> Dataset content:
* * * * * * * * *

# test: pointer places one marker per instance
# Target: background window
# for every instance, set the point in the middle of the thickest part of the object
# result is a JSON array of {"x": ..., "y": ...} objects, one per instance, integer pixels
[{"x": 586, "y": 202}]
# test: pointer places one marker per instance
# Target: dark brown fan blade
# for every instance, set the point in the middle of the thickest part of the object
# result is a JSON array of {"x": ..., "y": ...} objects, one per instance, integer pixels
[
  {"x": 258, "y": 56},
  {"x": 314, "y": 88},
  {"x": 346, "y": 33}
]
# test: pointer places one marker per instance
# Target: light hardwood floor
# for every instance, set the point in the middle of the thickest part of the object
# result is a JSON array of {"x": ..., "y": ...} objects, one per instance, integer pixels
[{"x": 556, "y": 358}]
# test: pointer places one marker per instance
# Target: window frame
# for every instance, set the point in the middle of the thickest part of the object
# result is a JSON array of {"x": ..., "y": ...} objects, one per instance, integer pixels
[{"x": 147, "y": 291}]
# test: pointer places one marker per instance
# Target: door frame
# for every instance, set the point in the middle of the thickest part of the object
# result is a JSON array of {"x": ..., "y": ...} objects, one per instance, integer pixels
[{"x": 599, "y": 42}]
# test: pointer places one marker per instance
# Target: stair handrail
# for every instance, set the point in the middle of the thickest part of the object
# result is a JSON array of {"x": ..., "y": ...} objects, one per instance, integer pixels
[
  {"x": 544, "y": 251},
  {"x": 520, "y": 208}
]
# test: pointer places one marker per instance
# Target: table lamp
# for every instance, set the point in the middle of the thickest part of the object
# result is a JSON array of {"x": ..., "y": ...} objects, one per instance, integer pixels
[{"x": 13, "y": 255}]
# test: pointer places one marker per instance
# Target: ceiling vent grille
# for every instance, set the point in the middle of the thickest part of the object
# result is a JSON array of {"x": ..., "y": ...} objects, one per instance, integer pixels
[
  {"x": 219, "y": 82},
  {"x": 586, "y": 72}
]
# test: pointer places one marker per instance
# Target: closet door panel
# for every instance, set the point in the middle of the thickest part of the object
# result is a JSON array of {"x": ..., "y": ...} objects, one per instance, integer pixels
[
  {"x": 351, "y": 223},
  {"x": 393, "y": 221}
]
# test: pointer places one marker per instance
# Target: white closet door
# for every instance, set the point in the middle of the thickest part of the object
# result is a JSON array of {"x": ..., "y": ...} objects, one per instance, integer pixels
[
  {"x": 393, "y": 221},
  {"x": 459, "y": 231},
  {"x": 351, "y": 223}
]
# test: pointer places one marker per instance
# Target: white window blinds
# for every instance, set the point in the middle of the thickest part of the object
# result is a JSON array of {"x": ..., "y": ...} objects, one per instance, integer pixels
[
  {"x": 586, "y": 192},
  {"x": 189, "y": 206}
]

* * * * * * * * *

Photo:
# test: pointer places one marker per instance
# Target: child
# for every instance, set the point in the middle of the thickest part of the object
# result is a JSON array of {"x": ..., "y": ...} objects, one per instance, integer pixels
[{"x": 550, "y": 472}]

* * * * * * * * *

> Do this:
Pull out each line of the data above that contains the string "window", and list those lines in their original order.

> Output of the exercise:
# Target: background window
# Target: window frame
# Target: white window blinds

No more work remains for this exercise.